Work to complete:
Print the stretch of lines from the one containing "Where can you find the house" through the one containing "<point>42,252</point>", both included, copying each line exactly.

Stored entries:
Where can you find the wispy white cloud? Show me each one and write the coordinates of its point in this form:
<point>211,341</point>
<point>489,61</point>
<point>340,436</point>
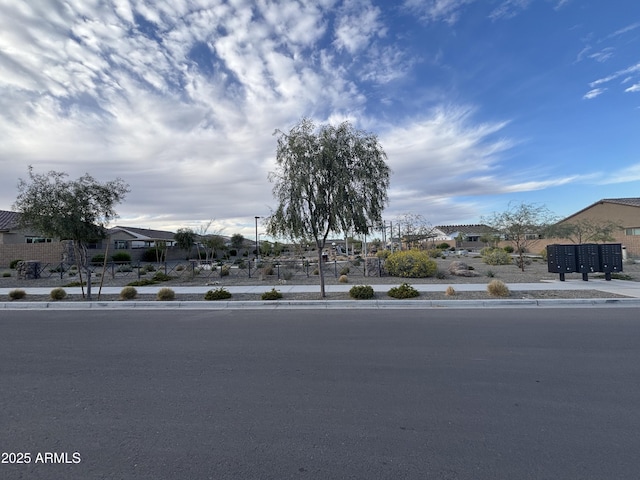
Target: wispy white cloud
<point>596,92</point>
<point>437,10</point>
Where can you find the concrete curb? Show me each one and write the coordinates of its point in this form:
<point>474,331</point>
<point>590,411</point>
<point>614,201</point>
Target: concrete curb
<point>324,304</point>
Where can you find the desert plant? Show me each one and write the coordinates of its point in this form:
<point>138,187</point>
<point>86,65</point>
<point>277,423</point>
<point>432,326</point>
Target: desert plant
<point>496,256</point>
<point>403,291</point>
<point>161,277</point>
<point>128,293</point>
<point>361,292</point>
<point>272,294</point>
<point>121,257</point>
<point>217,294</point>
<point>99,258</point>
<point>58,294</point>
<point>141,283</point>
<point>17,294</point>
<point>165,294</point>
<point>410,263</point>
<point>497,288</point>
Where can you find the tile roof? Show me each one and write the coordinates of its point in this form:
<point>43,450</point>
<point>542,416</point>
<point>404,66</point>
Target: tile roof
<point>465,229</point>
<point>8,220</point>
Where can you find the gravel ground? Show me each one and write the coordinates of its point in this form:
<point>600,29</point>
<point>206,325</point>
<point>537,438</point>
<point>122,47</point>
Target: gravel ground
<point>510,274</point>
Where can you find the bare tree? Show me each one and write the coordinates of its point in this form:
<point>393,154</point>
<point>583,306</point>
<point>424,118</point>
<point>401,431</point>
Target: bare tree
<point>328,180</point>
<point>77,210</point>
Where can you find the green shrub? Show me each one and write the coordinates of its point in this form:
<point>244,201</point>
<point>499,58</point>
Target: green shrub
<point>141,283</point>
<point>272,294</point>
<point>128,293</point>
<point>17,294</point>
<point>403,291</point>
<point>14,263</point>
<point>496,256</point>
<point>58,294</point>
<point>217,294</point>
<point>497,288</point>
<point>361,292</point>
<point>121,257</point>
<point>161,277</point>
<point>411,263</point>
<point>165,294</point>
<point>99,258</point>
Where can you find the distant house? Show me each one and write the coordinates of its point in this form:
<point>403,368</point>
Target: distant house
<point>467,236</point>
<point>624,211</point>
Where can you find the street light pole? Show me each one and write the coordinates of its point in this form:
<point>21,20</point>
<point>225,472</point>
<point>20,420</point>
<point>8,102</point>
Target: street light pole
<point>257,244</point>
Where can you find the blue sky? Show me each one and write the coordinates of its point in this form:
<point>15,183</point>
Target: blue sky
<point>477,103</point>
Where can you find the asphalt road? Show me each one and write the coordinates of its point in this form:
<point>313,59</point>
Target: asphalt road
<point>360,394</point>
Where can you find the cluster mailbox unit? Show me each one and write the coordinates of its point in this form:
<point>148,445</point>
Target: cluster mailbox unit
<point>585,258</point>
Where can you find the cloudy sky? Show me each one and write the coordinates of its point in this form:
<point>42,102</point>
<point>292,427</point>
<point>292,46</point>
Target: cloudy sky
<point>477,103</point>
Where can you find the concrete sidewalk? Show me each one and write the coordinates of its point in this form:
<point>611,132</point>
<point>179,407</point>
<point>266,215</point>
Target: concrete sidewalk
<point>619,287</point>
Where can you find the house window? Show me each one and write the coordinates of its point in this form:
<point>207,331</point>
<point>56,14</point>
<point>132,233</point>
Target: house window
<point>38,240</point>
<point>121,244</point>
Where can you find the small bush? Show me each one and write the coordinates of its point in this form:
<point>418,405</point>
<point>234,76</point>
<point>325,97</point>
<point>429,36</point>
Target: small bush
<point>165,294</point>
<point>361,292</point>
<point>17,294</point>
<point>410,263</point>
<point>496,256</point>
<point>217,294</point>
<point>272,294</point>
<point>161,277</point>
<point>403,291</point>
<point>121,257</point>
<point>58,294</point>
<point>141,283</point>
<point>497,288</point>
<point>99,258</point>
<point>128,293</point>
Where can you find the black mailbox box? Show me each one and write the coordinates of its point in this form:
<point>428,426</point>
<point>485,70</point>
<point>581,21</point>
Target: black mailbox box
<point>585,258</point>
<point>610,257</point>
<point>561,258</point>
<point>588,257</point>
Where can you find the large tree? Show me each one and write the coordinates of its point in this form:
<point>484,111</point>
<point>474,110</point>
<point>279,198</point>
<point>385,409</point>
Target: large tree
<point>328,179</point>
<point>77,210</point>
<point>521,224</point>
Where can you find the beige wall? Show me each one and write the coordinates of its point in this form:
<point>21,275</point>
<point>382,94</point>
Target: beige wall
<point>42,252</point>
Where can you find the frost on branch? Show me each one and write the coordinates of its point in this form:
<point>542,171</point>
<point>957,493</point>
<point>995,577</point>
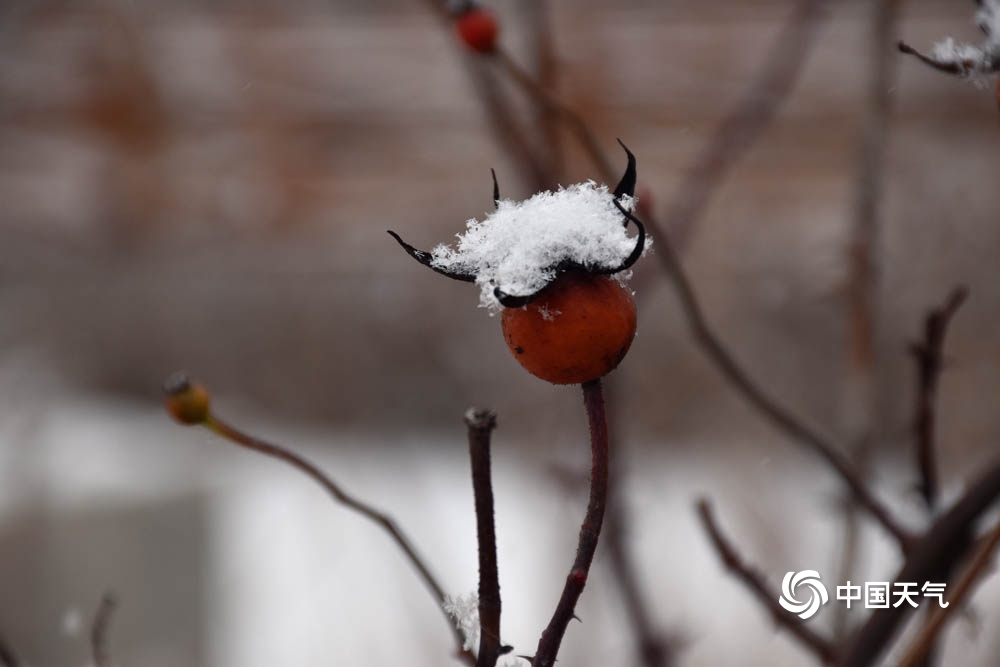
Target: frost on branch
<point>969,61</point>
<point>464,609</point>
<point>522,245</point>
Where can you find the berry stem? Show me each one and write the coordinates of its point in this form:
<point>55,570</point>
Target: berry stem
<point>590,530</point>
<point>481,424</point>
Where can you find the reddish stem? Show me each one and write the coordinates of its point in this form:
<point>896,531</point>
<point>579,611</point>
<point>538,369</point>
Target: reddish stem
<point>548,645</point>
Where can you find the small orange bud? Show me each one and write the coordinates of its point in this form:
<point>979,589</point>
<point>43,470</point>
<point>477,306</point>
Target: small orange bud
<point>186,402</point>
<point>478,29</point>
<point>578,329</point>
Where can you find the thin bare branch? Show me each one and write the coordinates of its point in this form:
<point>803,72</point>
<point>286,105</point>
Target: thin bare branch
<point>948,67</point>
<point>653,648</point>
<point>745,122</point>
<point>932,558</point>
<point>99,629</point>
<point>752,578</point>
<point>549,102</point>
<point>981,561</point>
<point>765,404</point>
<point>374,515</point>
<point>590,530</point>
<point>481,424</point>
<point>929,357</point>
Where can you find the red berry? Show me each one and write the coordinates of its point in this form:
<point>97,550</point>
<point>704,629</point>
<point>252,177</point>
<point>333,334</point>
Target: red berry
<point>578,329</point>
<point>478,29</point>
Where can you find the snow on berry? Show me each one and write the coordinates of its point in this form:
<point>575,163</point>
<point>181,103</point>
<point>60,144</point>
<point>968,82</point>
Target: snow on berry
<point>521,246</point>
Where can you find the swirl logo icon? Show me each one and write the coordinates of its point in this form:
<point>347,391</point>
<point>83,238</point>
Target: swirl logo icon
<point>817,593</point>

==

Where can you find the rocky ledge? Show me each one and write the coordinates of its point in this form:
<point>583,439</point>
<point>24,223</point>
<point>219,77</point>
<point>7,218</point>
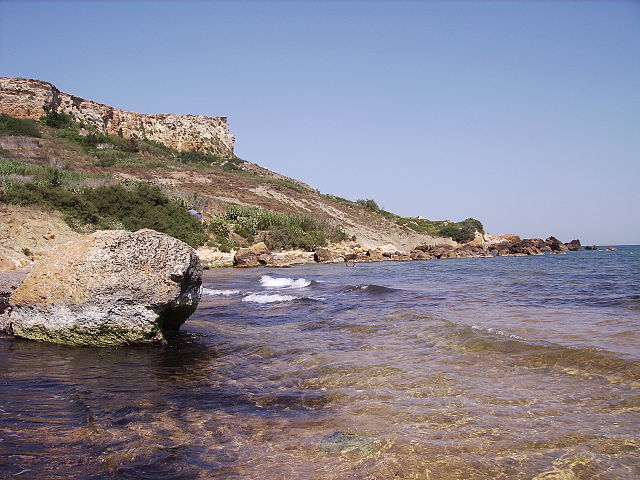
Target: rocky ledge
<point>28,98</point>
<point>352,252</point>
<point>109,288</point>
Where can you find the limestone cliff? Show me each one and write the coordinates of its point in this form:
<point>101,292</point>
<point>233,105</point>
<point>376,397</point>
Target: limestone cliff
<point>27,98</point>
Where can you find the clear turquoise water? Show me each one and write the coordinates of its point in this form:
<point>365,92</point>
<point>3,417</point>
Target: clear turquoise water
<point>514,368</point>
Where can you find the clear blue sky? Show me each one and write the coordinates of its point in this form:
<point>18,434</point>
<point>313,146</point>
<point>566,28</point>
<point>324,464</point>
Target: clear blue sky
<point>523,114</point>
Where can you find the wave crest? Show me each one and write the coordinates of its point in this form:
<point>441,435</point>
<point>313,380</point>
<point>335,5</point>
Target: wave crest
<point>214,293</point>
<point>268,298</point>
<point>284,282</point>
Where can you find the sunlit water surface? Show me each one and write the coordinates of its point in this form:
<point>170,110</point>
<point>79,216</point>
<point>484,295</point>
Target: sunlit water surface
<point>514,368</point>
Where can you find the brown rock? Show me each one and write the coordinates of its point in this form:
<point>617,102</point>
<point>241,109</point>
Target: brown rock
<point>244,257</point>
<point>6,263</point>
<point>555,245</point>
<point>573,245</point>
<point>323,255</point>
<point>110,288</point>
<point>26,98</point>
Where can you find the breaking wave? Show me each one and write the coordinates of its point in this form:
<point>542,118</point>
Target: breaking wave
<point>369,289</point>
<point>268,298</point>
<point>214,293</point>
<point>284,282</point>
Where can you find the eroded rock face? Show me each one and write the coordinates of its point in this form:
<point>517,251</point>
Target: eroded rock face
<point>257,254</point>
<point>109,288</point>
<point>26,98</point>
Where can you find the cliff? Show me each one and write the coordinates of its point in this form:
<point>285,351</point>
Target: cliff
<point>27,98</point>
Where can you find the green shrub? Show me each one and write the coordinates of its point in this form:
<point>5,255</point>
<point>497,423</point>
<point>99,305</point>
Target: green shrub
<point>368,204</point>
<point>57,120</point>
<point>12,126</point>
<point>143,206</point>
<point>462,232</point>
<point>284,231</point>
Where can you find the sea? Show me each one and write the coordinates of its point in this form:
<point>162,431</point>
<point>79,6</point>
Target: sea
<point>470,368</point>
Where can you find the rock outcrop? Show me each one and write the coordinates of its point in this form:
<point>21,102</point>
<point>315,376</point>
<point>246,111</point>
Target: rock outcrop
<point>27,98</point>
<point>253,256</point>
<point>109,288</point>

Reply:
Where can you find the house window? Show me each one and write the coordinates of its point in this form:
<point>207,331</point>
<point>56,14</point>
<point>132,233</point>
Target: house window
<point>38,240</point>
<point>121,244</point>
Where can you find the small bush? Show me each one and write the coordinates of its point in this form:
<point>418,405</point>
<point>234,76</point>
<point>325,97</point>
<point>429,36</point>
Target: small bush
<point>165,294</point>
<point>361,292</point>
<point>17,294</point>
<point>410,263</point>
<point>496,256</point>
<point>217,294</point>
<point>272,294</point>
<point>161,277</point>
<point>403,291</point>
<point>121,257</point>
<point>58,294</point>
<point>141,283</point>
<point>497,288</point>
<point>99,258</point>
<point>128,293</point>
Where can you find the black mailbox box? Show me each one and write the coordinates of its point in this form:
<point>428,426</point>
<point>485,70</point>
<point>581,21</point>
Target: black mailbox box
<point>585,258</point>
<point>610,257</point>
<point>561,258</point>
<point>588,257</point>
Where can you find the large tree? Show me each one and write the coordinates of its point in this form:
<point>484,111</point>
<point>474,110</point>
<point>279,198</point>
<point>385,409</point>
Target: large tree
<point>328,179</point>
<point>77,210</point>
<point>521,224</point>
Where can you find the beige wall? Show me each one and write the coordinates of its point in this form:
<point>21,275</point>
<point>382,94</point>
Target: beige wall
<point>42,252</point>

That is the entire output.